- _Work required_:
Copy out every line below word for word, but leave the pictures out of your answer.

— START Data for the task —

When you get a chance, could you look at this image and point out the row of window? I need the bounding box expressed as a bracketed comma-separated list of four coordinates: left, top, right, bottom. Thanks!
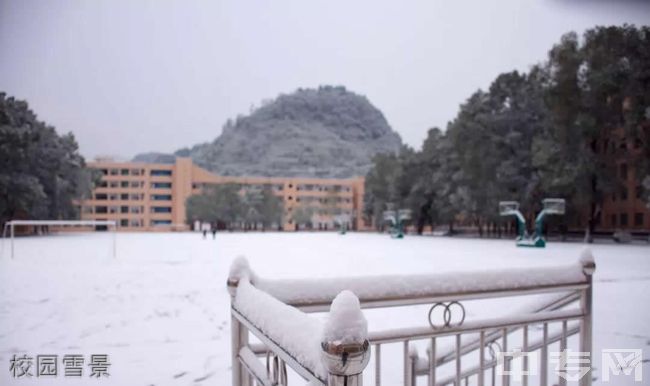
[99, 169, 172, 176]
[95, 193, 172, 201]
[610, 212, 645, 227]
[296, 196, 352, 204]
[296, 184, 352, 192]
[87, 205, 172, 214]
[120, 218, 172, 228]
[612, 185, 643, 201]
[97, 181, 172, 189]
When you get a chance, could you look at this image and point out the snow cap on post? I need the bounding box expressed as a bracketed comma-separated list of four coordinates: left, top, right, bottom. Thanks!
[321, 290, 370, 376]
[226, 256, 255, 296]
[580, 248, 596, 276]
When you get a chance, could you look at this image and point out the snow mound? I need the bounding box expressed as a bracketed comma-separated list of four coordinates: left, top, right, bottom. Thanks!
[234, 280, 324, 379]
[323, 290, 368, 344]
[228, 256, 255, 281]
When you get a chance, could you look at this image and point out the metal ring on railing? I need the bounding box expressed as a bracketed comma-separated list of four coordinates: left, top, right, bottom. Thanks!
[486, 340, 502, 360]
[429, 301, 466, 330]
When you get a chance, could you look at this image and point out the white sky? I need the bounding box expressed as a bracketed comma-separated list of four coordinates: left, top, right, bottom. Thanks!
[0, 0, 650, 158]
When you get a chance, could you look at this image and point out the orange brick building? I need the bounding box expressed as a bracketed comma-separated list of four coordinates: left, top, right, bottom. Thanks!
[81, 157, 365, 231]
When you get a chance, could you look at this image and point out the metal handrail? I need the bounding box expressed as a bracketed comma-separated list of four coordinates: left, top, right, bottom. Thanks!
[228, 253, 595, 386]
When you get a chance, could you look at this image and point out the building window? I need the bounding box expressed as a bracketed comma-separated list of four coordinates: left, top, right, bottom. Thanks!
[150, 169, 172, 176]
[634, 212, 645, 227]
[621, 188, 627, 201]
[634, 138, 643, 149]
[620, 213, 627, 227]
[620, 164, 627, 180]
[151, 220, 172, 226]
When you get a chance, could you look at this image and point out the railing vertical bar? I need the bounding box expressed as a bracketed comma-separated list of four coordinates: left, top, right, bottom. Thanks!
[580, 251, 596, 386]
[456, 334, 462, 386]
[539, 323, 548, 386]
[230, 315, 243, 386]
[492, 362, 497, 386]
[403, 340, 409, 386]
[521, 325, 528, 386]
[478, 331, 485, 386]
[429, 337, 436, 386]
[375, 344, 381, 386]
[501, 328, 510, 386]
[558, 320, 568, 386]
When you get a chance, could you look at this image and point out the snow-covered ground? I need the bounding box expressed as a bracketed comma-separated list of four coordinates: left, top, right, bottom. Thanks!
[0, 233, 650, 385]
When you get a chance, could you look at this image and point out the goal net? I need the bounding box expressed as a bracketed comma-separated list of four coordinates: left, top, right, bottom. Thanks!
[2, 220, 117, 259]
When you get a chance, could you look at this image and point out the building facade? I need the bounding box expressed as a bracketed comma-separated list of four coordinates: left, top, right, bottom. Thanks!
[80, 157, 365, 231]
[597, 136, 650, 232]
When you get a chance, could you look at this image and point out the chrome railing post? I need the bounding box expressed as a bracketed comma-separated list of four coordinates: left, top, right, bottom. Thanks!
[321, 340, 370, 386]
[321, 291, 370, 386]
[227, 277, 250, 386]
[580, 249, 596, 386]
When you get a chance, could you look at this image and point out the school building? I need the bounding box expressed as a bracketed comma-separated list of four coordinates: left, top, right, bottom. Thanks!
[80, 157, 366, 231]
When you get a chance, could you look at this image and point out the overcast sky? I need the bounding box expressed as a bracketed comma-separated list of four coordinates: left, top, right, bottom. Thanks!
[0, 0, 650, 158]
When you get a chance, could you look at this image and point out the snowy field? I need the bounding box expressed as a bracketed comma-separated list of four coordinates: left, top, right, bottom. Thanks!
[0, 233, 650, 386]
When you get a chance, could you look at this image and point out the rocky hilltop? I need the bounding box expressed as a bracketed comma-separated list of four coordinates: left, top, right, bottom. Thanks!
[135, 86, 402, 177]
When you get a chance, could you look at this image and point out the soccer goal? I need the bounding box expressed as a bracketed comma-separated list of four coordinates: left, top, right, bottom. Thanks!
[2, 220, 117, 259]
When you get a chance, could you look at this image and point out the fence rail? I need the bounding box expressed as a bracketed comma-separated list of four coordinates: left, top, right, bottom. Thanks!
[227, 250, 595, 386]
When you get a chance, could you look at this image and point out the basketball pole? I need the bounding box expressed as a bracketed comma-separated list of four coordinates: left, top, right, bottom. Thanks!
[9, 222, 14, 260]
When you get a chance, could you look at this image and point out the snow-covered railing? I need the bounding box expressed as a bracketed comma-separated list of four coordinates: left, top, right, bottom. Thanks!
[228, 250, 595, 386]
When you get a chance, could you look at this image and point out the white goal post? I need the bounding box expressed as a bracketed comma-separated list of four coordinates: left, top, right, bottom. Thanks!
[2, 220, 117, 259]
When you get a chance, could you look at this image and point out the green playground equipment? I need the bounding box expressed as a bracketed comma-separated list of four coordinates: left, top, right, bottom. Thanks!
[384, 209, 411, 239]
[499, 198, 566, 248]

— END Data for the task —

- _Answer in full_:
When you get a chance, could you look at this image and point out the row of window? I need the bounding box expressed as a bracketed comma-separated list of four coordinates: left, top, right, bottom. Thanks!
[99, 169, 172, 176]
[95, 193, 172, 201]
[610, 212, 645, 227]
[296, 196, 352, 204]
[296, 184, 352, 192]
[87, 205, 172, 214]
[120, 218, 172, 228]
[612, 185, 643, 201]
[97, 181, 172, 189]
When you get a chance, could you look at this image and point out the snow cap on post? I need the bounding box expressed as a bracketed comma-separated list of four coordinates: left, top, right, bottom. Thanks!
[321, 290, 370, 376]
[226, 256, 255, 296]
[580, 248, 596, 276]
When you get a chance, could you look at this image and point out the snow mound? I need the bounding box expressed as a bracketed comma-separated list of four coordinates: left, top, right, bottom. Thanks!
[234, 280, 324, 379]
[323, 290, 368, 344]
[228, 256, 255, 281]
When you get a chance, could you look at this image and point out the metal ring on railing? I need the bounding box expressed as a bracketed comma-separated list of four coordinates: left, top, right, bottom. Thanks!
[486, 340, 502, 360]
[429, 301, 466, 330]
When you get a chance, could you look at this image and point out the white sky? I need the bounding box expressed as a bracketed comma-separated list of four coordinates: left, top, right, bottom. Thanks!
[0, 0, 650, 158]
When you get a chance, could you look at this image and point out the orange brick building? I need the bounding box expressed as a bracketed comma-separated list of four coordinates: left, top, right, bottom. Thanks!
[81, 157, 365, 231]
When you get a chance, could you look at this image and point out the metal handrail? I need the bounding box expressed as a bracketed comma-separated list of four coordinates: left, top, right, bottom. Thanks!
[228, 253, 595, 386]
When you get a chance, could you look at this image and point out the building window? I need the bounding box expressed as a bracketed comma-separated list of four coordinates: left, top, right, bottom. Thanks!
[150, 169, 172, 176]
[634, 212, 645, 227]
[621, 188, 627, 201]
[634, 138, 643, 149]
[620, 213, 627, 227]
[620, 164, 627, 180]
[151, 220, 172, 226]
When you get a chance, could you look at this image and point out the railing vertical bar? I need the bounding box expressed as a bracketed comma-separated list of four coordinates: left, top, right, bottom. Thanks!
[580, 251, 596, 386]
[456, 334, 462, 386]
[539, 323, 548, 386]
[230, 315, 243, 386]
[492, 362, 497, 386]
[403, 340, 409, 386]
[521, 325, 528, 386]
[478, 331, 485, 386]
[429, 337, 436, 386]
[375, 344, 381, 386]
[501, 328, 510, 386]
[558, 320, 568, 386]
When you get a chance, could you look at this image and point out the snow-covered ground? I need the bounding box expressed as a bracketed comma-separated list of four coordinates: left, top, right, bottom. Thanks!
[0, 233, 650, 385]
When you get a chance, could you look at this image and point out the goal net? I need the bounding box expressed as a bracketed comma-separated list of four coordinates: left, top, right, bottom. Thanks!
[2, 220, 117, 259]
When you get a chance, could you look at this image and point out the building facade? I need the bounding box expressed as a bracketed comma-separated list of four coordinates: left, top, right, bottom. Thanks!
[80, 157, 365, 231]
[597, 136, 650, 232]
When you get a chance, could you look at this image and point out the chrome railing post? I need the bounding box expressed as a bracketed comma-separated list of four coordinates: left, top, right, bottom. Thanks!
[321, 340, 370, 386]
[321, 291, 370, 386]
[227, 277, 250, 386]
[580, 249, 596, 386]
When you get a chance, could you look at this image and point out the school building? I need the bounding box expressed as a bracketed comma-separated list of four coordinates: left, top, right, bottom. Thanks!
[80, 157, 366, 231]
When you get a chance, could you look at this image and point out the overcast sky? I need the bounding box expressed as a bracketed comma-separated list of four coordinates: left, top, right, bottom. Thanks!
[0, 0, 650, 158]
When you get a chance, could you look at this image and point out the snowy field? I need the bounding box expressed as a bracketed comma-separated list of four coordinates: left, top, right, bottom. Thanks!
[0, 233, 650, 386]
When you get a chance, could you look at this image and point out the rocky hilltop? I need the bounding box expressed as a bracketed comma-separated list of four coordinates: left, top, right, bottom. Thanks!
[135, 86, 402, 177]
When you get a chance, could you look at this image and point out the soccer goal? I need the bounding box expressed as a bracketed comma-separated list of four coordinates: left, top, right, bottom. Thanks!
[2, 220, 117, 259]
When you get a chance, could you look at this image and point out the fence rail? I need the bounding box expressed as a bracketed comma-separated list of four coordinates: left, top, right, bottom. Thanks!
[227, 250, 595, 386]
When you get a chance, could you look at this image and point out the basketball pole? I need the bounding box expressed as a bracketed comma-separated list of four coordinates: left, top, right, bottom. Thanks!
[9, 222, 14, 260]
When you get a chance, could you look at this image and point out the snow-covered railing? I need the bounding box expressed as a bracketed comma-separated list of four coordinates: left, top, right, bottom. Thanks!
[228, 250, 595, 386]
When you get a chance, could you look at this image and point out the white goal post? I need the bounding box expressed as a bracketed comma-separated list of four coordinates: left, top, right, bottom. Thanks!
[2, 220, 117, 259]
When you get a chance, could you look at this image and point out the green playground equipment? I need the bounding box expressed as a bracketed comma-separated list of four coordinates: left, top, right, bottom. Thanks!
[384, 209, 411, 239]
[499, 198, 566, 248]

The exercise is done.